*Listed records:*
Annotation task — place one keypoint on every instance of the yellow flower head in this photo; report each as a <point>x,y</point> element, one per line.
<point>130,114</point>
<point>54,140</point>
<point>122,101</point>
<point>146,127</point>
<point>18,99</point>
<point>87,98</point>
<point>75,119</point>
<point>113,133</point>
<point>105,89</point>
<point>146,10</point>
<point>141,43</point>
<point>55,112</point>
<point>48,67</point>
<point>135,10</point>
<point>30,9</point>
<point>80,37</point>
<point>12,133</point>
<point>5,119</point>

*Exercise goal:* The whole block of data above should be printed again verbatim.

*Solution to the exercise:*
Annotation task — place one keypoint on every instance of the yellow flower head in this photo; report each as a <point>x,y</point> element, one per line.
<point>130,114</point>
<point>54,140</point>
<point>122,101</point>
<point>146,127</point>
<point>18,99</point>
<point>87,98</point>
<point>75,119</point>
<point>113,133</point>
<point>105,89</point>
<point>146,10</point>
<point>141,43</point>
<point>55,112</point>
<point>48,67</point>
<point>135,10</point>
<point>30,9</point>
<point>80,37</point>
<point>12,133</point>
<point>5,119</point>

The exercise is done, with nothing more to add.